Please count the lines in these records that contain "sidewalk" and give only that count.
*** Opening of Available data ***
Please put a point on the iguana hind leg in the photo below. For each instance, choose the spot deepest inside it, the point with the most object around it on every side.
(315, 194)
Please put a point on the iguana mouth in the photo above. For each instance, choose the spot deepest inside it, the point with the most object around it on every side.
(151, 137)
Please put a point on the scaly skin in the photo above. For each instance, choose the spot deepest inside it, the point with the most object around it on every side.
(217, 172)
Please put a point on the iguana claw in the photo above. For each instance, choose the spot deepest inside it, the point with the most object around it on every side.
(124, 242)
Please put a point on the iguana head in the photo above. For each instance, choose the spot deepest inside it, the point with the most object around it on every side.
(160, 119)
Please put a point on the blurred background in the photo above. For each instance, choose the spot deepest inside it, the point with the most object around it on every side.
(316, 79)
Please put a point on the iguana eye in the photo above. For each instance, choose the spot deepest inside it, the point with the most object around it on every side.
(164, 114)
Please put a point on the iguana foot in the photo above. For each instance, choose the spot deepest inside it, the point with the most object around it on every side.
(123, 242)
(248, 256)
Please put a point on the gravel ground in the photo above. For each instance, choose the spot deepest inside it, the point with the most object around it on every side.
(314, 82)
*** Close of Available data ***
*** Opening of Available data ***
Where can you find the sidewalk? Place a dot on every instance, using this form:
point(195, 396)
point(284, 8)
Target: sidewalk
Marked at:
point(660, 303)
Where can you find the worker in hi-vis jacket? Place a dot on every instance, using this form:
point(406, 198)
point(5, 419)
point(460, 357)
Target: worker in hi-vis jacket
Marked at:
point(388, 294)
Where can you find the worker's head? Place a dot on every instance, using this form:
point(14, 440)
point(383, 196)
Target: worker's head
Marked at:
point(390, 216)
*** Close of Available data ***
*** Opening of Available data ***
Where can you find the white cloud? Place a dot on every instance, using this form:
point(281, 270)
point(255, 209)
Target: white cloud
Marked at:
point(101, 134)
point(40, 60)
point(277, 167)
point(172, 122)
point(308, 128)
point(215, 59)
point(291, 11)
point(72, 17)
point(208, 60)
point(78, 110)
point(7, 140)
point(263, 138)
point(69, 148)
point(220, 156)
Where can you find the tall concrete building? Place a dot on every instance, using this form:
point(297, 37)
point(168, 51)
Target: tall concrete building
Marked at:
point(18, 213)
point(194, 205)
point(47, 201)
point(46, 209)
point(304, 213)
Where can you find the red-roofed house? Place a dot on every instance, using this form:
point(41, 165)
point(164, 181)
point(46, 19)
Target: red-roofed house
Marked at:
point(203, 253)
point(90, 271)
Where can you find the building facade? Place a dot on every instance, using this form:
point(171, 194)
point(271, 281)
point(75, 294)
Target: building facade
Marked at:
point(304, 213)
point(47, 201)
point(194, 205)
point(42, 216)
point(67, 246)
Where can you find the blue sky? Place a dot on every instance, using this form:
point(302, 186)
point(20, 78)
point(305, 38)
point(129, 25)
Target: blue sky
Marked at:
*** Close of Available data ***
## Reply to the task
2